* **EXERCISE DIRECTIONS**
Rewrite the records below, swapping every "Guideline" for "Rule" and leaving everything else unchanged.

* **DATA LISTING**
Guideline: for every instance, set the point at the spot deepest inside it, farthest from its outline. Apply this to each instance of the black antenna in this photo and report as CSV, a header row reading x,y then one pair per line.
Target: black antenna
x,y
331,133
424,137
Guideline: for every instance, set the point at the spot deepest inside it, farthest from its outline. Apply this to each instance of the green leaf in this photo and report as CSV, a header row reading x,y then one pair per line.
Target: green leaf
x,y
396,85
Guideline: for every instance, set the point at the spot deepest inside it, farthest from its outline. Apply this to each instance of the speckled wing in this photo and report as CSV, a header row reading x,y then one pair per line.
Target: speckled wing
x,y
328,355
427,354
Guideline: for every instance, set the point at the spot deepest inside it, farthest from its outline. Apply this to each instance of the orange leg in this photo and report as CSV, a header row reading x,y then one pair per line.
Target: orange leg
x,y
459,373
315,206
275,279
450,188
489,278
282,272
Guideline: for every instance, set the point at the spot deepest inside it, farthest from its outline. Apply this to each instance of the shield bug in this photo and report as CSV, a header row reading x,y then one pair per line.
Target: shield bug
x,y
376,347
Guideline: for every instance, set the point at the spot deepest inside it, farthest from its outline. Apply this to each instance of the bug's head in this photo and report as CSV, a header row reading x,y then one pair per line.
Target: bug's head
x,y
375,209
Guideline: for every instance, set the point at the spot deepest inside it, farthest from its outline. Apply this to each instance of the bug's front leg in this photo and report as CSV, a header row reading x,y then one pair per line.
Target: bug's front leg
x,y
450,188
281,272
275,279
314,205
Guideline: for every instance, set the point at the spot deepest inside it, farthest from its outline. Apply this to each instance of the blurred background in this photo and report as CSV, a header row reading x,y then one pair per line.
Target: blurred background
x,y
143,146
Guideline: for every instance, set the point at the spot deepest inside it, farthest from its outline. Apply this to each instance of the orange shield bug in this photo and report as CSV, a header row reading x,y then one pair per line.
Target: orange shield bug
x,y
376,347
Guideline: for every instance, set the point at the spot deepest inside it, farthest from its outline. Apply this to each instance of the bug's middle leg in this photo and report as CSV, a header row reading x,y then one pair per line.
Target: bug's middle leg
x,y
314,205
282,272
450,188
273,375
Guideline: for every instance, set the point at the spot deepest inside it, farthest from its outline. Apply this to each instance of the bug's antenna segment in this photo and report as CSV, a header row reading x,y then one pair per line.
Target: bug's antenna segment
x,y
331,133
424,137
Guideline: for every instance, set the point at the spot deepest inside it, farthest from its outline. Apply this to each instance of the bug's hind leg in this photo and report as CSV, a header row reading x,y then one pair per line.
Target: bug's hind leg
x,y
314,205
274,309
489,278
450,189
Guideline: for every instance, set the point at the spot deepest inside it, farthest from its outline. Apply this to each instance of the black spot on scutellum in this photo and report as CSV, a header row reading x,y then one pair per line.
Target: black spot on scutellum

* **RESULT**
Rule: for every instance, set the point at the spot deepest inside it, farthest from its outline. Apply this to each instance of the black antenna in this photo and report as CSV, a header row reading x,y then one pair per line.
Target: black antenna
x,y
331,133
424,137
Rule: for every instance, set the point at the spot deepest inside it, farthest from its outline. Apply this to each instance of the green leaf in this photo and report as CSV, a header row reading x,y then one pair per line.
Target: green leaf
x,y
396,85
Rule: for every instance, set the point at the spot deepest inside it, farthest from its outline. Apply this to each instance of the speckled wing in this photo and report as CSV, a header row reading x,y then one pair per line.
Target: speckled wing
x,y
328,355
427,354
Rule: for every instance, set the point at the spot deepest inside it, farthest from its outline. Apply this to each instance of the orange leg in this photo and report as CSV, a header row reading x,y then one pair per line.
Target: orange leg
x,y
459,373
315,206
275,279
450,188
489,278
282,272
Rule: for every instance, set the point at the spot deepest inside it, farthest from its outline. Apply this to each instance of the shield bug in this photo and report as CSV, a header row reading x,y then one pair per line.
Target: shield bug
x,y
376,347
Rule: for every instance, set the point at the spot deepest inside it, farthest from its outline. Apply this to each instance of the bug's head in this photo and report as CSV, a header row reading x,y then one pair per line.
Target: bug's head
x,y
375,209
Rule: for every instance, set the point at the spot deepest inside it, farthest from its outline. Apply this to each instance of the bug's front leg in this photo and report as CSV, a header row reading x,y then one pair per line.
Target: bug's front leg
x,y
450,188
281,272
275,279
314,205
Rule: for every instance, set the point at the spot deepest inside it, farthest from its outline. Apply this to each instance of the blurred background in this photo and report as CSV, a header row reading x,y then one pair per line.
Target: blurred background
x,y
143,146
Rule: for every instance, set the point at the spot deepest inside it, farthest from its outline. Apply this to each instance of the orange shield bug in this photo and report as CSV, a header row reading x,y then one pair per line.
Target: orange shield bug
x,y
376,347
Rule: for every instance, set the point at the spot deepest inside it, farthest from its outline. Apply this to each instance of the bug's middle leg in this photo and report as CSV, a header row reading x,y then one pair per line.
Target: bug's middle leg
x,y
314,205
282,272
450,188
273,375
Rule: for every instance, set the point at the spot deepest inside it, farthest from its outline. Apply this to each instance of the bug's antenna segment in this photo and report as CSV, a header row reading x,y then one pair per line.
Target: bug's antenna segment
x,y
331,133
424,137
Rule: for every instance, set the point at the spot deepest inside it, farthest from its outline. Apply this to each instance of the bug's hind leg in this photo and report as CSV, a header row reading x,y then one pair per line.
Target: bug's hind leg
x,y
314,205
274,309
489,278
450,189
Rule: for every instance, set the point at the spot deepest inside it, farthest from its outline. Apply this to each instance of the black spot on scutellum in this photo and report as CSV, a header row reading x,y then one pair per line.
Target: black spot on scutellum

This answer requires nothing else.